Task instructions
Each line of the records that includes "instance" should be found and copied.

Natural language region descriptions:
....

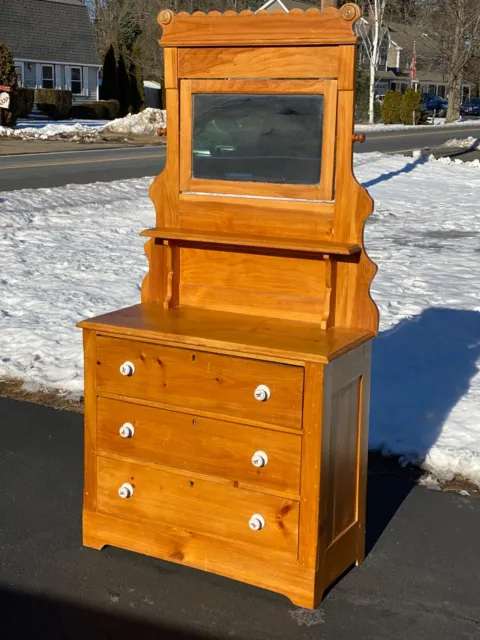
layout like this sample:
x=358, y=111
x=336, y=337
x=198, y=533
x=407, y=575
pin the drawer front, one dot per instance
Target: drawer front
x=197, y=505
x=200, y=380
x=200, y=444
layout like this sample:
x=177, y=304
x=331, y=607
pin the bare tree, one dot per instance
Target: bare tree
x=455, y=27
x=372, y=30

....

Solution to this exercise
pin the drawer front, one dot per instance
pin the bare tree, one dot per instance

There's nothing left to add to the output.